[Input data]
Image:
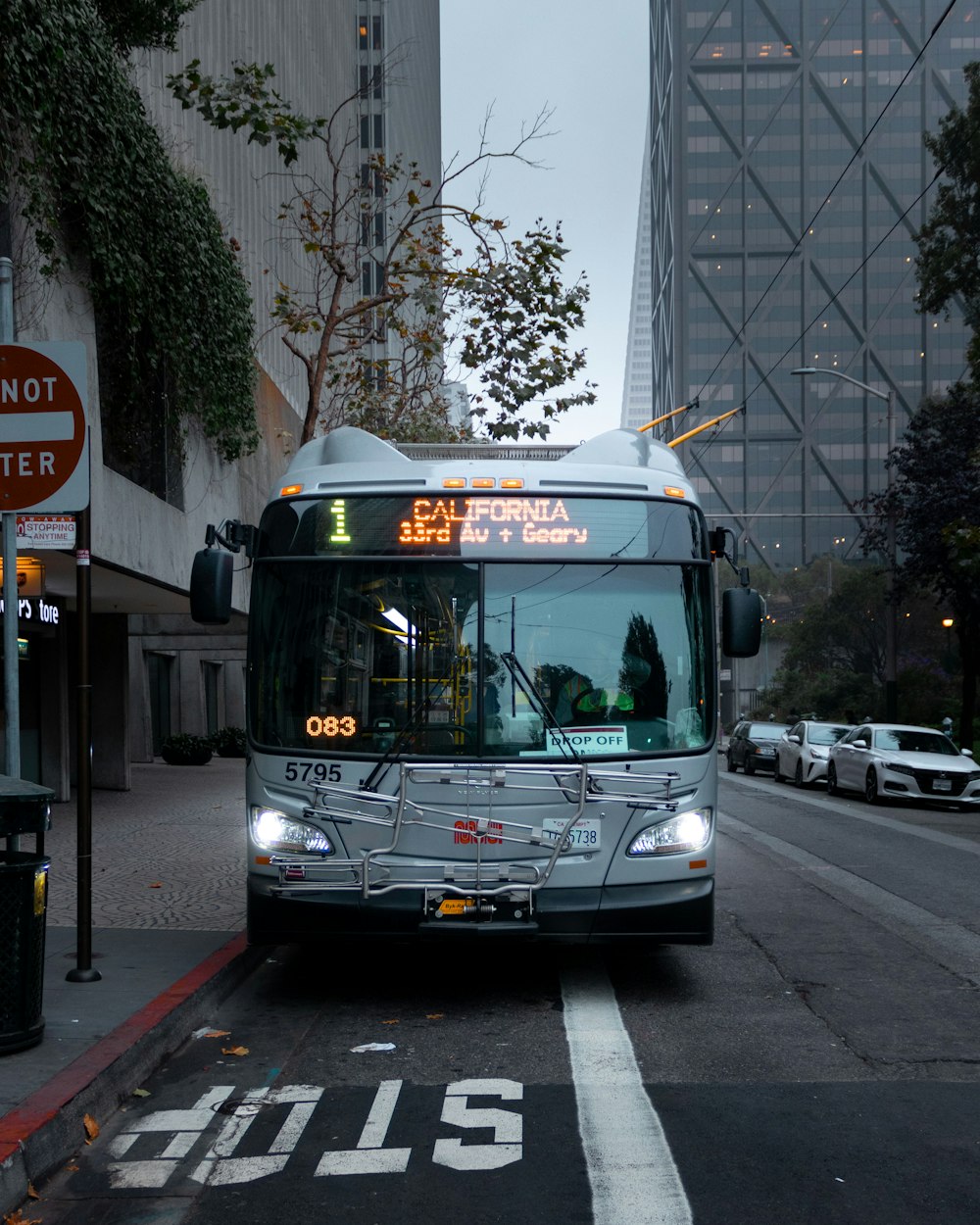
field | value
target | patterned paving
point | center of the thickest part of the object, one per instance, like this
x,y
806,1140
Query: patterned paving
x,y
170,853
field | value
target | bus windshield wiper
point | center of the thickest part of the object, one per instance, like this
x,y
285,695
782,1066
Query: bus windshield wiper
x,y
533,695
410,728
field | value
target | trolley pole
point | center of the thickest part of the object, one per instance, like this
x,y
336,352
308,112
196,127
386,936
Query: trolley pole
x,y
11,680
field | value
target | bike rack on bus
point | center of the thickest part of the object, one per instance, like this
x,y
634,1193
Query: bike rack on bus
x,y
484,785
[/Input data]
* [What you are asked to do]: The task calls for duplicating the data exactly, with no images kept.

* [Result of the task]:
Image:
field | value
target | patterned paving
point | center of the thickest part of the object, one per instance, like this
x,y
806,1140
Query: patterned paving
x,y
170,853
field | value
target | bus windshield wiper
point | center of the thickest part of the object, one per instance, like this
x,y
285,695
782,1066
Query: bus windshield wiper
x,y
533,695
410,728
field | value
target | trolley pole
point | center of the thickest part of the object, one per instance, like this
x,y
336,352
308,112
196,127
386,936
Query: trolley pole
x,y
11,680
field | value
target | bike rack on bus
point | center of the thickest part of the object, one per instance, like this
x,y
634,1193
Query: bike rack on bus
x,y
484,785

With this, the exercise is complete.